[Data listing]
------------------------------------------------

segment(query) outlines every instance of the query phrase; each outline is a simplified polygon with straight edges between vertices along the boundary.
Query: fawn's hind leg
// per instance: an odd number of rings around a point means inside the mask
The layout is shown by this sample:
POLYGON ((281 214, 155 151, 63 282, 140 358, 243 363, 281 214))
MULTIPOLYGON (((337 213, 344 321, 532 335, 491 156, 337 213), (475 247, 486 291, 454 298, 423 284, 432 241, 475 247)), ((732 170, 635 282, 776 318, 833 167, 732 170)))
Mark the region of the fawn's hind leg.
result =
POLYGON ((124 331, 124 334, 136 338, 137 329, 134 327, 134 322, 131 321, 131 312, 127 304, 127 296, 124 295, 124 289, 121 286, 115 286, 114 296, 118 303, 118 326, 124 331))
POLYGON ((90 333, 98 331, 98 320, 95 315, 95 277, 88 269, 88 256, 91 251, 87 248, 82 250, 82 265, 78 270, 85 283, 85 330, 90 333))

------------------------------------------------

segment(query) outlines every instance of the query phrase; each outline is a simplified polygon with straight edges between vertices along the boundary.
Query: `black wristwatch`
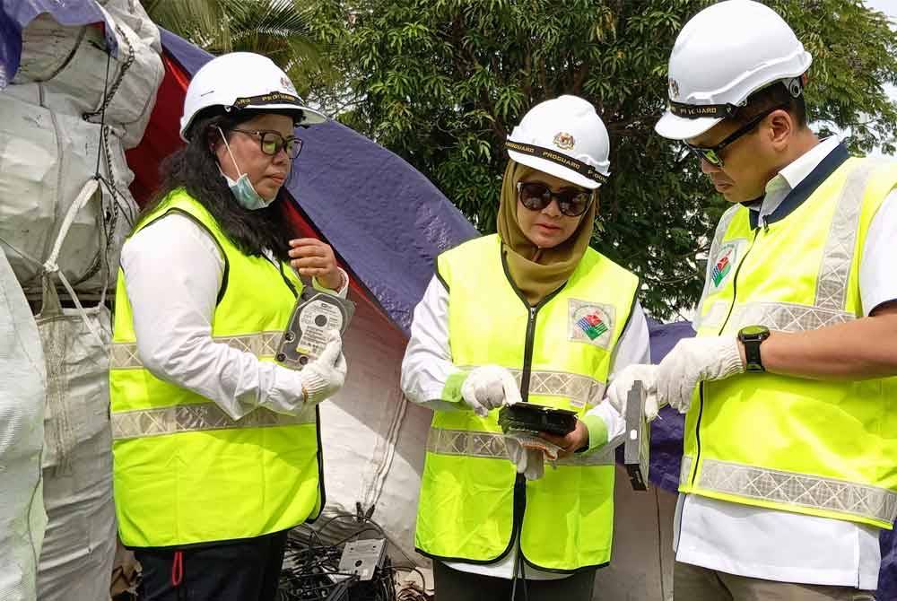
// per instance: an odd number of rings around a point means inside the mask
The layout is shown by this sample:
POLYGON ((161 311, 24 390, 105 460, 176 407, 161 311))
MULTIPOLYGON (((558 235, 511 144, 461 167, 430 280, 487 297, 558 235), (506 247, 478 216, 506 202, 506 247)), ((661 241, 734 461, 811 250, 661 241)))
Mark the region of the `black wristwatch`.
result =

------------------------------------------------

Return every line of the data listing above that contains the word "hind".

TASK ANSWER>
Query: fawn's hind leg
Mark the region of the fawn's hind leg.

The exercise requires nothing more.